(Objective): Please set out every one of the items below as a numbered list, skipping blank lines and leaving the pictures out.

------------------------------------------------------------------------

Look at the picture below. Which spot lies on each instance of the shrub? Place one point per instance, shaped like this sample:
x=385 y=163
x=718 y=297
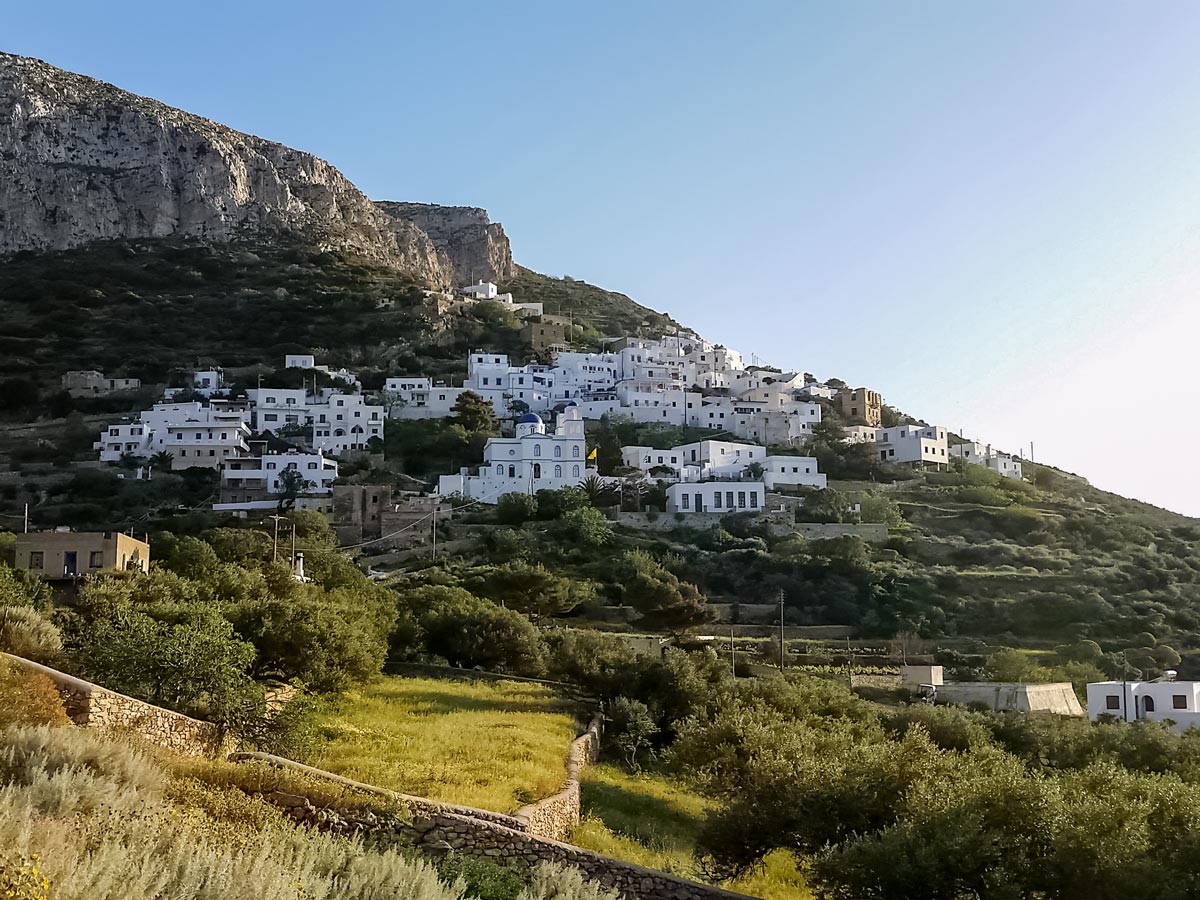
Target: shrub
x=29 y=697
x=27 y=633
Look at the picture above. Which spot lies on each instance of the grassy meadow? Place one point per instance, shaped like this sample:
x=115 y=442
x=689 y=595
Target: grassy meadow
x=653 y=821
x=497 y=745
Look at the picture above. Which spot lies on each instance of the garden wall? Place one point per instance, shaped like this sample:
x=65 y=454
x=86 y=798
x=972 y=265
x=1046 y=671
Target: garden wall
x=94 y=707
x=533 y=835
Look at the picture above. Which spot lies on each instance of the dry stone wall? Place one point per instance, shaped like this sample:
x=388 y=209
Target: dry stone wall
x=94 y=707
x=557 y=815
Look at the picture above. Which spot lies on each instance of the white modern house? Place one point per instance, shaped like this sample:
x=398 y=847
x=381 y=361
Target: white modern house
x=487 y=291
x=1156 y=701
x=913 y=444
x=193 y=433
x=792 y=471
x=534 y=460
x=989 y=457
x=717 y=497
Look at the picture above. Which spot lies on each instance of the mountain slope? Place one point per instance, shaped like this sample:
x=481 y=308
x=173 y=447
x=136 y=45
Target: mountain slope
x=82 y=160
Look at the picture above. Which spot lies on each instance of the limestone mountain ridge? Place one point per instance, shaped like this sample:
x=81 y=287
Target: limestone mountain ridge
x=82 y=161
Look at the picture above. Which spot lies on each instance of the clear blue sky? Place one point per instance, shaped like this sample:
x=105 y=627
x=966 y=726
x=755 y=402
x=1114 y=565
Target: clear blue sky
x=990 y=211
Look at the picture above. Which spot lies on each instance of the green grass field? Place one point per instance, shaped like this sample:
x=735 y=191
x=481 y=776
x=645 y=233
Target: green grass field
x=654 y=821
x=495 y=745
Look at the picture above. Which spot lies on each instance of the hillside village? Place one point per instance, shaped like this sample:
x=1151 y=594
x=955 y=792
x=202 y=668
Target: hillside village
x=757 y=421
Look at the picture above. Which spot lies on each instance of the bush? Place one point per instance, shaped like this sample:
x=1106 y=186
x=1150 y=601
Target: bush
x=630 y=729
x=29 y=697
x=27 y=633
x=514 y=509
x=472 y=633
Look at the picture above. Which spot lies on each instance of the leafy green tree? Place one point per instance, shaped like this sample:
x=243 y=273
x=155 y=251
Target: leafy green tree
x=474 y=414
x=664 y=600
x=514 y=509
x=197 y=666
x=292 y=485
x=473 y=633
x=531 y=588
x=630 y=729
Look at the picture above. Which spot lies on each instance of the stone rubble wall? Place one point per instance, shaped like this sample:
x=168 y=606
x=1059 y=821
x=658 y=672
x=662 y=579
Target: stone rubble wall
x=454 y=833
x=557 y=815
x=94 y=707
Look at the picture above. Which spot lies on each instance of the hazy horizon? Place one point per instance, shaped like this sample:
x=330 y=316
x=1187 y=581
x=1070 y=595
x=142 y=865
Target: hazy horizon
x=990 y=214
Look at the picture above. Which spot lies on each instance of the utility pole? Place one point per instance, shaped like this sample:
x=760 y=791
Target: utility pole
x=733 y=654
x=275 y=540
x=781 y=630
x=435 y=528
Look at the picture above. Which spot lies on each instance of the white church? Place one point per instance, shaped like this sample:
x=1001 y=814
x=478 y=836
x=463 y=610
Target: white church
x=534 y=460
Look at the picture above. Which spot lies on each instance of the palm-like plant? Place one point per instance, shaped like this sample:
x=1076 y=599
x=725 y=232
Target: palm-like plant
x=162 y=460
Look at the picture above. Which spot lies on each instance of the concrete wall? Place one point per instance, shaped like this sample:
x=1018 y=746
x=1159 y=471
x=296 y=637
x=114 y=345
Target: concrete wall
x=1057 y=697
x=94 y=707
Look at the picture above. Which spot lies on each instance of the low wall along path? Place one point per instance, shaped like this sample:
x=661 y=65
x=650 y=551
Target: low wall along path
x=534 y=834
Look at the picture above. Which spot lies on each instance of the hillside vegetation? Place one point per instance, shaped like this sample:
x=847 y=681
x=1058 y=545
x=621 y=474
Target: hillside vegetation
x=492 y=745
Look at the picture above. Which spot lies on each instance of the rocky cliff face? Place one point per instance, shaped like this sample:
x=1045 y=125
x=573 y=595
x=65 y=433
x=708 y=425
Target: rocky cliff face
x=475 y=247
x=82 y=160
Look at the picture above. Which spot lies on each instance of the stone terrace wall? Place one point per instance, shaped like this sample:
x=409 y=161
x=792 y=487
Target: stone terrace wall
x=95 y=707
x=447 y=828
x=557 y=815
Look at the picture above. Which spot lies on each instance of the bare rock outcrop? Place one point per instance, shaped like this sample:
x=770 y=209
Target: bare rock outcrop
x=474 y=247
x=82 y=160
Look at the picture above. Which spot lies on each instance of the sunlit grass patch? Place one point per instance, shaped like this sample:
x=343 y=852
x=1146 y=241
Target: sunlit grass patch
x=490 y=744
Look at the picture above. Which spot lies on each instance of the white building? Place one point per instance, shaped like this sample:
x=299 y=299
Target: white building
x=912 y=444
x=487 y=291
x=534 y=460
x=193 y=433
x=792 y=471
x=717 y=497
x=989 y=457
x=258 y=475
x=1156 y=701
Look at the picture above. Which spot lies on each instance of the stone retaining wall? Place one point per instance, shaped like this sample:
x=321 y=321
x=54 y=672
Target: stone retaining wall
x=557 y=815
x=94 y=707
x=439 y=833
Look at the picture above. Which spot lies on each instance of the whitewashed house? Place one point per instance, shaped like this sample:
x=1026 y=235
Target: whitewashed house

------------------------------------------------------------------------

(Solution to the problem):
1. Look at the picture below. Which spot lies on each instance of the shrub? Place one point per instance, shaped like this sample:
2. x=385 y=163
3. x=718 y=297
4. Target: shrub
5. x=29 y=697
6. x=27 y=633
7. Look at the picture above. Which spot lies on each instance of the grassy meadow? Place one point per instance, shaped like this sample:
8. x=115 y=442
9. x=689 y=595
10. Target: grassy meadow
11. x=653 y=821
12. x=497 y=745
13. Look at the picture above. Which spot lies on each instance of the garden wall? Place one point per instance, shaped like this sample:
14. x=65 y=454
15. x=86 y=798
16. x=972 y=265
17. x=1046 y=671
18. Target: garden wall
19. x=94 y=707
20. x=533 y=835
21. Look at the picture above. Which spot lies on each instance of the dry stone wall? Place one point per instance, shaped like this sample:
22. x=388 y=209
23. Target: dry stone wall
24. x=94 y=707
25. x=557 y=815
26. Look at the picture above. Which spot lies on each instance of the white modern house? Place one point per instance, shaped like this sample:
27. x=398 y=847
28. x=381 y=361
29. Target: white modern house
30. x=487 y=291
31. x=1156 y=701
32. x=913 y=444
33. x=193 y=433
34. x=792 y=471
35. x=534 y=460
36. x=989 y=457
37. x=717 y=497
38. Look at the picture above. Which spot lies on each instance of the mountain slope? Place one point per instance, shaped like this sample:
39. x=481 y=308
40. x=173 y=447
41. x=136 y=45
42. Target: mountain slope
43. x=82 y=160
44. Look at the picture above. Which spot lies on each instance of the limestone mountain ridge? Place one point per instance, shaped like this sample:
45. x=81 y=287
46. Target: limestone mountain ridge
47. x=82 y=161
48. Look at the picture above. Which spot lies on each instance of the clear blue sky? Place one point per instance, shaped like this sample:
49. x=105 y=627
50. x=966 y=726
51. x=755 y=402
52. x=1114 y=565
53. Target: clear blue sky
54. x=990 y=211
55. Look at the picture above. Which spot lies on each instance of the green grass field? Place one point per instance, shaped like this sample:
56. x=735 y=191
57. x=481 y=776
58. x=645 y=233
59. Target: green grass field
60. x=654 y=821
61. x=495 y=745
62. Look at the picture above. Which spot lies on each instance of the hillside village? Place one point per instance, shaped like this sample:
63. x=1151 y=594
64. x=955 y=792
65. x=202 y=668
66. Target: hillside village
67. x=757 y=421
68. Look at the picture above. Which spot lies on each instance of the bush? Place one point per instance, shaped like this sample:
69. x=1106 y=186
70. x=1150 y=601
71. Target: bush
72. x=630 y=729
73. x=29 y=697
74. x=27 y=633
75. x=514 y=509
76. x=472 y=633
77. Look at the picture above. Which spot lies on each instance of the leafy green tree? Place one point per instance, shaped like this sample:
78. x=243 y=273
79. x=155 y=251
80. Target: leafy green tree
81. x=474 y=414
82. x=664 y=600
83. x=514 y=509
84. x=197 y=666
85. x=292 y=485
86. x=473 y=633
87. x=531 y=588
88. x=630 y=729
89. Look at the picture above. Which spot lies on each instance of the stone rubble wall? Place one point per instance, shaped like this sample:
90. x=168 y=606
91. x=1059 y=821
92. x=658 y=672
93. x=662 y=579
94. Target: stone rubble wall
95. x=454 y=833
96. x=557 y=815
97. x=94 y=707
98. Look at the picture above. Which spot lies on each instance of the hazy horizon? Place one point per instance, shaped like this sample:
99. x=330 y=316
100. x=1187 y=581
101. x=1070 y=595
102. x=142 y=865
103. Target: hazy horizon
104. x=990 y=214
105. Look at the picture above. Which spot lies on each instance of the utility pole? Place one point per instance, shaped like this sample:
106. x=760 y=791
107. Target: utility pole
108. x=733 y=654
109. x=275 y=540
110. x=781 y=630
111. x=435 y=528
112. Look at the picture above. Which spot lies on each instance of the white church? Place one point per instance, shaped like this sample:
113. x=1001 y=814
114. x=478 y=836
115. x=463 y=610
116. Target: white church
117. x=534 y=460
118. Look at the picture above. Which spot lies on each instance of the palm-like plant? Place one point per instance, shaped like this sample:
119. x=1076 y=599
120. x=725 y=232
121. Target: palm-like plant
122. x=162 y=460
123. Look at the picture above. Which spot lies on each instance of the concrete wall? Place one point per instance, shaped like this sample:
124. x=1018 y=746
125. x=1159 y=471
126. x=296 y=637
127. x=114 y=345
128. Target: concrete wall
129. x=1057 y=697
130. x=94 y=707
131. Look at the picture above. Which spot lies on each instance of the low wall along path? Place one point per instance, shaped like this sample:
132. x=661 y=65
133. x=650 y=551
134. Target: low wall along path
135. x=534 y=834
136. Look at the picture above. Which spot lies on each instance of the hillside vegetation? Place one point per instance, shaped like this sample:
137. x=847 y=681
138. x=1058 y=545
139. x=621 y=474
140. Target: hillside vegetation
141. x=492 y=745
142. Look at the picture above. Which spot lies on each instance of the rocky cliff face? Place one point per instance, shaped like this sample:
143. x=1045 y=125
144. x=573 y=595
145. x=65 y=433
146. x=708 y=425
147. Target: rocky cliff face
148. x=475 y=247
149. x=82 y=160
150. Look at the picture above. Which spot lies on each instance of the stone terrace wall? Place one point per instance, shaped like this sample:
151. x=409 y=161
152. x=792 y=487
153. Target: stone terrace wall
154. x=95 y=707
155. x=447 y=828
156. x=557 y=815
157. Look at the picture above. Which spot lies on each instance of the bare rock outcrop? Place one point per instance, shaped like this sample:
158. x=770 y=209
159. Target: bare rock outcrop
160. x=474 y=247
161. x=82 y=160
162. Look at the picture above. Which spot lies on each instance of the sunlit grass patch? Place one point per instance, shaped like this sample:
163. x=343 y=852
164. x=1146 y=241
165. Target: sunlit grass patch
166. x=490 y=744
167. Look at the picture above. Which spot lies on each instance of the white building? Place one point per instance, shaped like this sample:
168. x=299 y=299
169. Target: white building
170. x=912 y=444
171. x=487 y=291
172. x=534 y=460
173. x=193 y=433
174. x=792 y=471
175. x=717 y=497
176. x=989 y=457
177. x=258 y=475
178. x=1156 y=701
179. Look at the picture above. Which spot lies on each instance of the stone retaining wall? Place one point per instance, shaped like this sample:
180. x=321 y=321
181. x=54 y=672
182. Target: stone retaining wall
183. x=557 y=815
184. x=94 y=707
185. x=439 y=833
186. Look at the picture above. Which spot lies on each instance of the whitewashed house? Place one point per instance, shaped like this sample:
187. x=1026 y=235
188. Target: whitewashed house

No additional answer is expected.